Короткая задача 1: На чьей стороне, согласно отрывку о Горьком, была «правда» Горького?
Короткая задача 2: Выведите без изменений часть отрывка о Горьком: всё, начиная со слов «Рассказ этот, очень» и вплоть до слов «Была бы буря!».
--- Отрывок источника ---
В рассказе чижик пел:

И пускался в проповедь одновременно Христа и Заратустры:

«Уважайте и любите друг друга и, идя гордой и смелой дружиной к победе, не сомневайтесь ни в чем, ибо что есть выше вас?.. Обернитесь назад и посмотрите, чем вы были раньше - там, на рассвете жизни? Вся ваша вера тогда не стоила одной капли сомнения теперь… Научившись так страшно сомневаться во всем, вам пришла пора - уверовать в себя, ибо только великая сущность может дойти до такого сомнения, до какого дошли вы!»

Рассказ этот, очень слабый в художественном отношении, Владислав Ходасевич, тем не менее, считал ключевым для понимания пути Горького. «Правда» Горького была на стороне Чижа, «который лгал» (в том числе и кликая бурю), а не Дятла, «любителя истины». Но едва ли революционная молодежь 1890–1900-х годов обращала внимание на подобные тонкости. Да и вряд ли ее вообще интересовал Горький как духовная личность. «Какая разница?» Была бы буря!

Но Горький-то в это время вместе с Пешковым плутал в пустыне новых сомнений. Мучился вопросом о «бывших».
--- Исходные данные ---
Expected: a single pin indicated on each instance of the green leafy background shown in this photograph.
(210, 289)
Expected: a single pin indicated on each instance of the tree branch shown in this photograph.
---
Полный ответ 1: На стороне Чижа, а не Дятла.

Полный ответ 2:
Рассказ этот, очень слабый в художественном отношении, Владислав Ходасевич, тем не менее, считал ключевым для понимания пути Горького. «Правда» Горького была на стороне Чижа, «который лгал» (в том числе и кликая бурю), а не Дятла, «любителя истины». Но едва ли революционная молодежь 1890–1900-х годов обращала внимание на подобные тонкости. Да и вряд ли ее вообще интересовал Горький как духовная личность. «Какая разница?» Была бы буря!